((

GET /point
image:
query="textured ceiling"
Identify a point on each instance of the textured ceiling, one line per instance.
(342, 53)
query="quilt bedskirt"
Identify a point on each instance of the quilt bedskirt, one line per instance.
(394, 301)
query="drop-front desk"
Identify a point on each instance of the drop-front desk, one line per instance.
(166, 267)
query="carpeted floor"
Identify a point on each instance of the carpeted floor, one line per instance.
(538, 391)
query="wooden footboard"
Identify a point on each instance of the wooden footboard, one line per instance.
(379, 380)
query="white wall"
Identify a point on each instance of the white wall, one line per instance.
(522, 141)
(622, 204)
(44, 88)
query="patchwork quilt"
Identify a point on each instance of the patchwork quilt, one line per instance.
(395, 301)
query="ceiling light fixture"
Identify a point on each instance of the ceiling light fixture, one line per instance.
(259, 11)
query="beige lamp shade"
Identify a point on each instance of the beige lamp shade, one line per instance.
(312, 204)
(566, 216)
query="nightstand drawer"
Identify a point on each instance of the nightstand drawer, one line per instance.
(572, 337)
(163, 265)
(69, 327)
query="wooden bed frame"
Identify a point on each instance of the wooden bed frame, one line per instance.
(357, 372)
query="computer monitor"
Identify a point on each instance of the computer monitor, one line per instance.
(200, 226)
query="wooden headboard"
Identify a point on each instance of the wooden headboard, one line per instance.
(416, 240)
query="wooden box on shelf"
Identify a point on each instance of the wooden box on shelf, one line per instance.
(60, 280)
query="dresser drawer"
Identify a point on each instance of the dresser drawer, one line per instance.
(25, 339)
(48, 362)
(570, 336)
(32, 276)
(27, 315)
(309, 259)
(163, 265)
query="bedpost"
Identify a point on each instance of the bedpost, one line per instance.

))

- **Task goal**
Count every line in the listing above that holds "bedpost", then report only the count.

- **Finished task**
2